'''

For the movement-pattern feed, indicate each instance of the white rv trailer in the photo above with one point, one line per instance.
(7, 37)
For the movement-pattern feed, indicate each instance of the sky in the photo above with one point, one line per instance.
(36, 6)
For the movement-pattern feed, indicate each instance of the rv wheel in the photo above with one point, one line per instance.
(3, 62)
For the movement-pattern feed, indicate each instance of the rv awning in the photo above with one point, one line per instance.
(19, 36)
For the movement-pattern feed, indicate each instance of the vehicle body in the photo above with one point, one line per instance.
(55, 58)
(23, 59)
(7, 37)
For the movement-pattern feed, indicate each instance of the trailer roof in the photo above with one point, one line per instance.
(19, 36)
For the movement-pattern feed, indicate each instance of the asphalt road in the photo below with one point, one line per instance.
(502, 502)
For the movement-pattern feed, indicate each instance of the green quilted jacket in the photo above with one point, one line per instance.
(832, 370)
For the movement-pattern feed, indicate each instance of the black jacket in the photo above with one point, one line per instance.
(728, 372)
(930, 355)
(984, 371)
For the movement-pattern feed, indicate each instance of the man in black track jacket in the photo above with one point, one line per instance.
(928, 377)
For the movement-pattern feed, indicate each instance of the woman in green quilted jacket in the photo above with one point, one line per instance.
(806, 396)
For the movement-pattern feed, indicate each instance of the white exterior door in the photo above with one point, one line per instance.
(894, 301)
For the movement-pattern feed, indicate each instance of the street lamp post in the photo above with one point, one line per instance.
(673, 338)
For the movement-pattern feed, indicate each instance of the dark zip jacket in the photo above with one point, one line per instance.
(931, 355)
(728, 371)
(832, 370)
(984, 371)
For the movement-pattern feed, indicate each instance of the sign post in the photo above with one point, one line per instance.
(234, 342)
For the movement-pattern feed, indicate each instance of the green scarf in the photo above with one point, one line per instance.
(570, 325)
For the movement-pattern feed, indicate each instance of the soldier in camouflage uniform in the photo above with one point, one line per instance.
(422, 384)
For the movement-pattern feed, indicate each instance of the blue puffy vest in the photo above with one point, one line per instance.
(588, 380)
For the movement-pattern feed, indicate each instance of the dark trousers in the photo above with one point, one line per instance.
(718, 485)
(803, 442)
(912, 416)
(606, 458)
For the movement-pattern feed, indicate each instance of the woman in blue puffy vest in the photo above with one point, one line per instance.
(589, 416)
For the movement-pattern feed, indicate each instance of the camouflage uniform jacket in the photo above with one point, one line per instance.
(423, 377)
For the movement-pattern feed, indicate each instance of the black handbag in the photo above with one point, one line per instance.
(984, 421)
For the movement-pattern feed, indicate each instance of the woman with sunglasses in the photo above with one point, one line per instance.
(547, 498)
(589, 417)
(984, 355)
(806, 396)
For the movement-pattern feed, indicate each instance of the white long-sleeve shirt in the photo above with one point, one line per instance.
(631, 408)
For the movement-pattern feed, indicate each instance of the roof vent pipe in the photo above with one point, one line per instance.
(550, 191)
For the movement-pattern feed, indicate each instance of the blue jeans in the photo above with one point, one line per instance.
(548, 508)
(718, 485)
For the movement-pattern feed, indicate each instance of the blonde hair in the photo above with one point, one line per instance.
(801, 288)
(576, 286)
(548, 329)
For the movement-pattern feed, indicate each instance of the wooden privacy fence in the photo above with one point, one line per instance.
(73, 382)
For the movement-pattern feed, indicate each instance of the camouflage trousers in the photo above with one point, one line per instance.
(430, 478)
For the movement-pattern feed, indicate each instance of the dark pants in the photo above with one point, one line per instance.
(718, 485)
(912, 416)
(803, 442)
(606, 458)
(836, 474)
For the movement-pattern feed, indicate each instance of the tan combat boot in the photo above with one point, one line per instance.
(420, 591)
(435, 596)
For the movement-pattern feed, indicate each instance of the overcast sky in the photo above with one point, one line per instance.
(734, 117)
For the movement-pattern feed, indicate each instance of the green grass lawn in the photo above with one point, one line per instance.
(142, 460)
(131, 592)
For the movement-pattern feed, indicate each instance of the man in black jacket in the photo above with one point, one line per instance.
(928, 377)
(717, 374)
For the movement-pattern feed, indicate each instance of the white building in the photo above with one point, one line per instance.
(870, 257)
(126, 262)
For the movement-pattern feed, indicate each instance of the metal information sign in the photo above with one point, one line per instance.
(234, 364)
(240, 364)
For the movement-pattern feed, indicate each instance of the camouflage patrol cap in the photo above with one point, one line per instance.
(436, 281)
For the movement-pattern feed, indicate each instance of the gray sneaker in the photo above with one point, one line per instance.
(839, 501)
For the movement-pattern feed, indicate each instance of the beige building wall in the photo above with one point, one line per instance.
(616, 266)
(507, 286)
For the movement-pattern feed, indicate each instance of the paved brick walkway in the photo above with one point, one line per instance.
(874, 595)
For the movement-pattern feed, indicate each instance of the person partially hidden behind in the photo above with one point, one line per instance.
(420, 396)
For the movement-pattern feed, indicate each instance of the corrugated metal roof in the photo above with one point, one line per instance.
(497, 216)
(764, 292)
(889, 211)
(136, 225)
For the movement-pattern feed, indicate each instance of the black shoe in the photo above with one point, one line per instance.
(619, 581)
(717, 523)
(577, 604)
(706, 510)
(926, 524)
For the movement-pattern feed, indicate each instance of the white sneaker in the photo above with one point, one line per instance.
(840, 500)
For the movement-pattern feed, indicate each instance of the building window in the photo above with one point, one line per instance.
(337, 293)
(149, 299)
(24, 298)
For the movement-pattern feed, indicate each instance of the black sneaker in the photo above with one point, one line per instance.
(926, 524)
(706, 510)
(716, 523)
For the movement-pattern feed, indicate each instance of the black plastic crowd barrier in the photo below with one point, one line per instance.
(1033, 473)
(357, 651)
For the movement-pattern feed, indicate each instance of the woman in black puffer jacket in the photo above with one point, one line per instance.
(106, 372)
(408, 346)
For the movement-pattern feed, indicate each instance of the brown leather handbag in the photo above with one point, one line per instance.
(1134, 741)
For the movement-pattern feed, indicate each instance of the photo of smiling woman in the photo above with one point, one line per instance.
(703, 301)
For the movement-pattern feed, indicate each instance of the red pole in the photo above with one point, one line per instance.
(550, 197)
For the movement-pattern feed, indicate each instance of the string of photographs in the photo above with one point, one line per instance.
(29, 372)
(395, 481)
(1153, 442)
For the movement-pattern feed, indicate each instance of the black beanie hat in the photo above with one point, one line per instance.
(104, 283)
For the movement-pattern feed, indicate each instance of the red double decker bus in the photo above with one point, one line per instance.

'''

Given task »
Nothing should be left out: repeat all of the data exactly.

Exercise response »
For the movement-pattern feed, indicate each instance of the white rv trailer in the photo above with one point, one line per instance.
(7, 37)
For the movement-pattern feed, indicate each instance of the sky in the photo above with one point, one line per instance.
(36, 6)
For the movement-pattern feed, indicate each instance of the rv wheel in the photo above with one point, one line per instance.
(3, 62)
For the movement-pattern feed, indicate each instance of the rv awning in the photo above with one point, one line per instance.
(19, 36)
For the movement-pattern feed, indicate each instance of the vehicle body in the photo above with one point, one line per instance.
(55, 58)
(23, 59)
(7, 37)
For the movement-pattern feed, indicate each instance of the trailer roof in the photo above with one point, one line per instance.
(19, 36)
For the movement-pattern feed, indicate each instance of the asphalt road in the photo below with one point, one line per instance.
(502, 502)
For the movement-pattern feed, indicate each instance of the green quilted jacket in the photo above with one point, one line per instance.
(832, 370)
For the movement-pattern feed, indicate each instance of the black jacket in the photo above with one point, one line per instance.
(728, 372)
(930, 355)
(984, 371)
For the movement-pattern feed, indicate each instance of the man in black track jacket in the photo above with one point, one line per instance.
(928, 377)
For the movement-pattern feed, indicate each instance of the woman in green quilted jacket in the photo above with one point, one line per instance.
(806, 396)
For the movement-pattern feed, indicate each instance of the white exterior door in the photo above with one point, one line per instance.
(894, 301)
For the movement-pattern feed, indicate each instance of the street lamp post in the photo above with one point, one line per instance.
(673, 338)
For the movement-pattern feed, indicate each instance of the dark zip jacket in the photo above with one point, one line per instance.
(931, 355)
(728, 371)
(832, 370)
(984, 371)
For the movement-pattern feed, indicate each instance of the sign post in the photo above with one point, one line per instance.
(234, 342)
For the movement-pattern feed, indicate each instance of the green scarf in the photo above with one point, one line per instance.
(570, 325)
For the movement-pattern feed, indicate each instance of the soldier in camouflage uniform in the photo above with one point, one line per instance.
(422, 384)
For the movement-pattern feed, indicate each instance of the blue puffy vest in the photo above with one point, one line per instance.
(588, 380)
For the movement-pattern feed, indicate each instance of the dark trousers in the photo above with one point, one line per instance.
(718, 485)
(803, 442)
(912, 416)
(606, 458)
For the movement-pattern feed, indicate each instance of the woman in blue puffy vest in the photo above with one point, one line per instance.
(589, 416)
For the movement-pattern feed, indicate each instance of the camouflage uniform jacket in the photo above with one point, one line per instance.
(423, 377)
For the movement-pattern feed, indicate each instance of the black handbag in the photo above with one point, one line per instance.
(984, 421)
For the movement-pattern feed, indicate each instance of the woman with sunglasses in the photo above with one point, one line per instance.
(547, 498)
(589, 417)
(984, 355)
(806, 396)
For the movement-pattern feed, indicate each instance of the white long-sleeve shirt in the photo above with one point, one line per instance.
(631, 408)
For the movement-pattern feed, indicate each instance of the roof vent pipe in the photo above with one point, one line per instance.
(550, 191)
For the movement-pattern feed, indicate each instance of the blue jeans in the photo above with one point, one line per instance.
(548, 508)
(718, 485)
For the movement-pattern feed, indicate each instance of the blonde hair in the photo above with one point, one line per instance.
(801, 288)
(576, 286)
(548, 329)
For the movement-pattern feed, indicate each instance of the wooden privacy fence in the photo above with one point, one line per instance.
(73, 382)
For the movement-pattern feed, indicate each instance of the camouflage trousers in the photo above with one point, one line per instance.
(430, 478)
For the movement-pattern feed, indicate each instance of the dark pants in the photo above with one point, one line per instance.
(718, 485)
(912, 416)
(803, 442)
(606, 458)
(836, 474)
For the movement-pattern feed, indicate each instance of the tan combat boot in the photo above with one point, one line per instance.
(420, 591)
(435, 596)
For the movement-pattern feed, indicate each instance of the overcast sky in the photo above with one point, one line per instance.
(734, 117)
For the movement-pattern feed, indicate each instance of the green grass lawn in the photo above with one point, one line per instance.
(142, 460)
(131, 592)
For the movement-pattern feed, indicate each instance of the man in black jacket in the photo above with one point, one line per instance.
(928, 377)
(717, 374)
For the movement-pattern feed, indicate each instance of the white building in the photo above with one point, one line per instance.
(870, 257)
(126, 262)
For the movement-pattern feed, indicate each instance of the metal information sign in the photo above with one point, one line per instance.
(234, 364)
(240, 364)
For the movement-pattern feed, indicate each instance of the camouflage patrol cap in the photo above with one point, one line per instance.
(436, 281)
For the movement-pattern feed, indicate each instance of the gray sneaker in the photo above with one point, one line per instance.
(839, 501)
For the movement-pattern feed, indicate each instance of the beige building wall in the photo above with one point, one line per instance.
(616, 266)
(507, 286)
For the movement-pattern feed, indicate each instance of the paved brick walkway in the photo above with one point, one line per instance.
(874, 595)
For the movement-pattern feed, indicate each instance of the person partially hidden behind in the photo above with one point, one line per instance.
(420, 396)
For the movement-pattern feed, indicate each instance of the corrugated metal roof in the photo above with one point, one line per instance.
(497, 216)
(764, 292)
(889, 211)
(136, 225)
For the movement-pattern feed, indicate each instance of the black shoe in the photo above with one point, one line per instance.
(619, 581)
(717, 523)
(577, 604)
(706, 510)
(926, 524)
For the movement-pattern feed, indicate each instance of the white sneaker in the photo above with one point, one line per instance.
(840, 500)
For the movement-pattern feed, indicate each instance of the building window in the photo above with one point, one line per instance.
(337, 293)
(149, 299)
(24, 298)
For the movement-pattern feed, indicate each instance of the black sneaker in the photo above with one point, one line per instance.
(926, 524)
(706, 510)
(716, 523)
For the movement-pattern feed, indicate each instance of the black plastic crowd barrier in the photo below with one point, one line per instance.
(1033, 473)
(357, 651)
For the movement-pattern feed, indicate each instance of the woman in black puffer jacket in the photo above with one point, one line per instance.
(106, 372)
(408, 346)
For the movement-pattern feed, indicate each instance of the brown leather handbag in the photo above with one point, one line per instance.
(1134, 741)
For the movement-pattern feed, indicate each instance of the photo of smiling woman in the photo above with one point, one line per instance.
(703, 301)
For the movement-pattern feed, indicate each instance of the red pole in the photo above with one point, one line per instance.
(550, 197)
For the movement-pattern feed, indicate each instance of the string of photographs in the photo above with one point, one line per instance.
(29, 372)
(395, 481)
(1153, 442)
For the movement-pattern feed, indicate each instance of the black beanie hat in the photo above with one point, one line per instance.
(104, 283)
For the movement-pattern feed, indicate each instance of the red double decker bus in the photo above with one point, one line per instance.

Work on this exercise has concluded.